# What is asked:
Put every line of the data below into a Markdown table with two columns, Row and Text. Row holds the row number and Text holds the line, and blank lines are omitted.

# Material for this task:
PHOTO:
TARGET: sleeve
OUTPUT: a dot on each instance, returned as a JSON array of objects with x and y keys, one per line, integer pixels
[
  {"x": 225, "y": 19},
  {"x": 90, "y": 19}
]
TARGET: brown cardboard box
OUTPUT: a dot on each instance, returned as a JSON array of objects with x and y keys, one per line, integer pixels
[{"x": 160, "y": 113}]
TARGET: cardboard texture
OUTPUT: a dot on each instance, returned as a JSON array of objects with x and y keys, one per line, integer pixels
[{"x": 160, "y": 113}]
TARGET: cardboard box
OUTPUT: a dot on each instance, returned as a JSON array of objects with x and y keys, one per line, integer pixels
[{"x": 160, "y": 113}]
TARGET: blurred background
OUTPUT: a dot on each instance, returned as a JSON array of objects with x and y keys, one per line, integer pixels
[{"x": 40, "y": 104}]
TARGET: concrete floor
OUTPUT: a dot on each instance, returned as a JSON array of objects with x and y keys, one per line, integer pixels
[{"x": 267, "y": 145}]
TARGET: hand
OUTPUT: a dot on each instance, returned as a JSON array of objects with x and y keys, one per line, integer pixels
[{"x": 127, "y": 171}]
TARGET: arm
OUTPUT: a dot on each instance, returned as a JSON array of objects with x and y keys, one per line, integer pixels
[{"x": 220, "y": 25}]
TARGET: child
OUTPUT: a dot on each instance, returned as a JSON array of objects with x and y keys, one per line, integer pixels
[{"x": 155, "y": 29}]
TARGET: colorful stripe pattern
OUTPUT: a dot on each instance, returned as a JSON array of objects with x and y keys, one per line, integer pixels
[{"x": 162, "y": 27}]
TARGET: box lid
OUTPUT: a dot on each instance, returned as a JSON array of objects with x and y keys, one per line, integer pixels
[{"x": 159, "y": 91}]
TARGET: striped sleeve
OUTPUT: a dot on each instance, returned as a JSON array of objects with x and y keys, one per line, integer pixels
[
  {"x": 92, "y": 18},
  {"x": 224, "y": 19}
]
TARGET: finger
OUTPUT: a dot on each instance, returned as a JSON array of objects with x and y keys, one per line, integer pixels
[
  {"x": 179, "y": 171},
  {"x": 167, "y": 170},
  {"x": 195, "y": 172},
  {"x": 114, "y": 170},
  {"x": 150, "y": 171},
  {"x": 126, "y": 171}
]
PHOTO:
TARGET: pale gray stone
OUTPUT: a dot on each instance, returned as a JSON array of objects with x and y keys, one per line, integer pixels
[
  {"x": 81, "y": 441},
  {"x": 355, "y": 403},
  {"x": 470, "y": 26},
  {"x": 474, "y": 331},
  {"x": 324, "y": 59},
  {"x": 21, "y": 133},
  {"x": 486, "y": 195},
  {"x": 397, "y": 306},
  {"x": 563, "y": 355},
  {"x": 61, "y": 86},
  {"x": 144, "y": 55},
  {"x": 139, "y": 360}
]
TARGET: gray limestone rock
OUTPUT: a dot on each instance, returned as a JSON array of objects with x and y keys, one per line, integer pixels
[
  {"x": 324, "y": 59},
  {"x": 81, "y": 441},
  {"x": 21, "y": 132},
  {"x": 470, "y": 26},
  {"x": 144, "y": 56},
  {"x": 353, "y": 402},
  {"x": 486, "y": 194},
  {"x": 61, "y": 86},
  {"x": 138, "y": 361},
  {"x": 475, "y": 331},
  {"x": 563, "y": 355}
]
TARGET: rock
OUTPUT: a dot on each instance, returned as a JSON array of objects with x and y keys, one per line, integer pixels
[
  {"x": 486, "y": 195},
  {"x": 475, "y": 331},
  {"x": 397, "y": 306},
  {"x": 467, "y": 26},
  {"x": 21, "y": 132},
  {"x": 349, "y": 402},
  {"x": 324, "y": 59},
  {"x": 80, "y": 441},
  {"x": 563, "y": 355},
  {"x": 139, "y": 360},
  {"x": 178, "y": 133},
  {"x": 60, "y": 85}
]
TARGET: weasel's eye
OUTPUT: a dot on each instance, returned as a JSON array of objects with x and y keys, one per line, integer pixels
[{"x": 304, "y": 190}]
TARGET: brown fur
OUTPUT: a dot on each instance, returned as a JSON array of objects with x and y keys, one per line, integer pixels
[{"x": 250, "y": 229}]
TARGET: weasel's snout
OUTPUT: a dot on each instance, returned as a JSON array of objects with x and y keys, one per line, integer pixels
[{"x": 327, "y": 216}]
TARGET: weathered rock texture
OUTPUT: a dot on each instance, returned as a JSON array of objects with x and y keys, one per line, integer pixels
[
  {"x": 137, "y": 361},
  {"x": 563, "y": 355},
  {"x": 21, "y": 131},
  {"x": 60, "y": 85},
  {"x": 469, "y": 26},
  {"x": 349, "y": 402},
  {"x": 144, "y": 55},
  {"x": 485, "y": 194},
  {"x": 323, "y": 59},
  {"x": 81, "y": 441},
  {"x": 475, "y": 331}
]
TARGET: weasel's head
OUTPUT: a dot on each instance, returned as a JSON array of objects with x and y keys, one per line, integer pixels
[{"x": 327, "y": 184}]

# Problem solution:
| Row | Text |
|---|---|
| 1 | PHOTO: |
| 2 | TARGET: sleeve |
| 3 | OUTPUT: a dot on each instance, returned as a JSON array of objects with x and y keys, one per line, integer pixels |
| 4 | [ |
| 5 |   {"x": 225, "y": 19}, |
| 6 |   {"x": 90, "y": 19} |
| 7 | ] |
| 8 | TARGET: brown cardboard box |
| 9 | OUTPUT: a dot on each instance, returned as a JSON array of objects with x and y keys, one per line, integer pixels |
| 10 | [{"x": 160, "y": 113}] |
| 11 | TARGET: cardboard texture |
| 12 | OUTPUT: a dot on each instance, returned as a JSON array of objects with x and y keys, one per line, integer pixels |
| 13 | [{"x": 160, "y": 113}] |
| 14 | TARGET: cardboard box |
| 15 | OUTPUT: a dot on each instance, returned as a JSON array of objects with x and y keys, one per line, integer pixels |
| 16 | [{"x": 160, "y": 113}] |
| 17 | TARGET: blurred background |
| 18 | OUTPUT: a dot on each instance, returned as a JSON array of objects with x and y keys, one per line, integer pixels |
| 19 | [{"x": 40, "y": 104}] |
| 20 | TARGET: concrete floor |
| 21 | OUTPUT: a dot on each instance, returned as a JSON array of objects with x and y keys, one per line, integer pixels |
| 22 | [{"x": 267, "y": 145}] |
| 23 | TARGET: hand |
| 24 | OUTPUT: a dot on each instance, returned as a JSON array of objects with x and y keys, one per line, integer pixels |
| 25 | [{"x": 127, "y": 171}] |
| 26 | TARGET: arm |
| 27 | OUTPUT: a dot on each instance, returned as a JSON array of objects with x and y keys, one per line, integer pixels |
| 28 | [{"x": 220, "y": 25}] |
| 29 | TARGET: child |
| 30 | OUTPUT: a dot on each instance, returned as a JSON array of objects with x and y keys, one per line, integer pixels |
| 31 | [{"x": 155, "y": 29}] |
| 32 | TARGET: colorful stripe pattern |
| 33 | OUTPUT: a dot on each instance, returned as a JSON array of objects with x and y keys, one per line, integer pixels |
| 34 | [{"x": 162, "y": 27}] |
| 35 | TARGET: box lid |
| 36 | OUTPUT: a dot on each instance, returned as a JSON array of objects with x and y keys, one per line, integer pixels |
| 37 | [{"x": 159, "y": 91}] |
| 38 | TARGET: striped sleeve |
| 39 | OUTPUT: a dot on each instance, returned as a JSON array of objects with x and y keys, one per line, integer pixels |
| 40 | [ |
| 41 |   {"x": 92, "y": 18}, |
| 42 |   {"x": 224, "y": 19} |
| 43 | ] |
| 44 | TARGET: finger |
| 45 | OUTPUT: a dot on each instance, returned as a JSON array of objects with x and y keys, one per line, integer pixels |
| 46 | [ |
| 47 |   {"x": 179, "y": 171}, |
| 48 |   {"x": 167, "y": 170}, |
| 49 |   {"x": 195, "y": 172}, |
| 50 |   {"x": 114, "y": 170}, |
| 51 |   {"x": 150, "y": 171}, |
| 52 |   {"x": 126, "y": 171} |
| 53 | ] |
| 54 | PHOTO: |
| 55 | TARGET: pale gray stone |
| 56 | OUTPUT: a dot on each instance, returned as a JSON array of objects with x and y keys, one per line, integer pixels |
| 57 | [ |
| 58 |   {"x": 81, "y": 441}, |
| 59 |   {"x": 355, "y": 403}, |
| 60 |   {"x": 470, "y": 26}, |
| 61 |   {"x": 474, "y": 331}, |
| 62 |   {"x": 324, "y": 59}, |
| 63 |   {"x": 21, "y": 133}, |
| 64 |   {"x": 486, "y": 195}, |
| 65 |   {"x": 397, "y": 306}, |
| 66 |   {"x": 563, "y": 355}, |
| 67 |   {"x": 61, "y": 86}, |
| 68 |   {"x": 144, "y": 55}, |
| 69 |   {"x": 139, "y": 360} |
| 70 | ] |
| 71 | TARGET: gray limestone rock |
| 72 | OUTPUT: a dot on each instance, returned as a JSON array of objects with x and y keys, one per line, integer pixels |
| 73 | [ |
| 74 |   {"x": 324, "y": 59}, |
| 75 |   {"x": 81, "y": 441}, |
| 76 |   {"x": 21, "y": 132}, |
| 77 |   {"x": 470, "y": 26}, |
| 78 |   {"x": 144, "y": 56}, |
| 79 |   {"x": 353, "y": 402}, |
| 80 |   {"x": 486, "y": 194}, |
| 81 |   {"x": 61, "y": 86}, |
| 82 |   {"x": 138, "y": 361}, |
| 83 |   {"x": 475, "y": 331}, |
| 84 |   {"x": 563, "y": 355} |
| 85 | ] |
| 86 | TARGET: rock |
| 87 | OUTPUT: a dot on each instance, returned as a JSON array of objects with x and y keys, one per line, integer pixels |
| 88 | [ |
| 89 |   {"x": 486, "y": 195}, |
| 90 |   {"x": 475, "y": 331}, |
| 91 |   {"x": 397, "y": 306}, |
| 92 |   {"x": 467, "y": 26}, |
| 93 |   {"x": 21, "y": 132}, |
| 94 |   {"x": 349, "y": 402}, |
| 95 |   {"x": 324, "y": 59}, |
| 96 |   {"x": 80, "y": 441}, |
| 97 |   {"x": 563, "y": 355}, |
| 98 |   {"x": 139, "y": 360}, |
| 99 |   {"x": 178, "y": 133}, |
| 100 |   {"x": 60, "y": 85} |
| 101 | ] |
| 102 | TARGET: weasel's eye |
| 103 | OUTPUT: a dot on each instance, returned as a JSON array of objects with x and y keys, one per line, integer pixels |
| 104 | [{"x": 304, "y": 190}] |
| 105 | TARGET: brown fur |
| 106 | OUTPUT: a dot on each instance, returned as a JSON array of objects with x and y keys, one per line, integer pixels |
| 107 | [{"x": 250, "y": 229}] |
| 108 | TARGET: weasel's snout |
| 109 | OUTPUT: a dot on each instance, returned as a JSON array of objects with x and y keys, one per line, integer pixels |
| 110 | [{"x": 327, "y": 216}] |
| 111 | TARGET: weathered rock texture |
| 112 | OUTPUT: a dot on each instance, returned as a JSON array of objects with x and y keys, one per line, integer pixels |
| 113 | [ |
| 114 |   {"x": 137, "y": 361}, |
| 115 |   {"x": 563, "y": 355}, |
| 116 |   {"x": 21, "y": 131}, |
| 117 |   {"x": 60, "y": 85}, |
| 118 |   {"x": 469, "y": 26}, |
| 119 |   {"x": 349, "y": 402}, |
| 120 |   {"x": 144, "y": 55}, |
| 121 |   {"x": 485, "y": 194}, |
| 122 |   {"x": 323, "y": 59}, |
| 123 |   {"x": 81, "y": 441}, |
| 124 |   {"x": 475, "y": 331} |
| 125 | ] |
| 126 | TARGET: weasel's head |
| 127 | OUTPUT: a dot on each instance, returned as a JSON array of objects with x and y keys, one per line, integer pixels |
| 128 | [{"x": 327, "y": 184}] |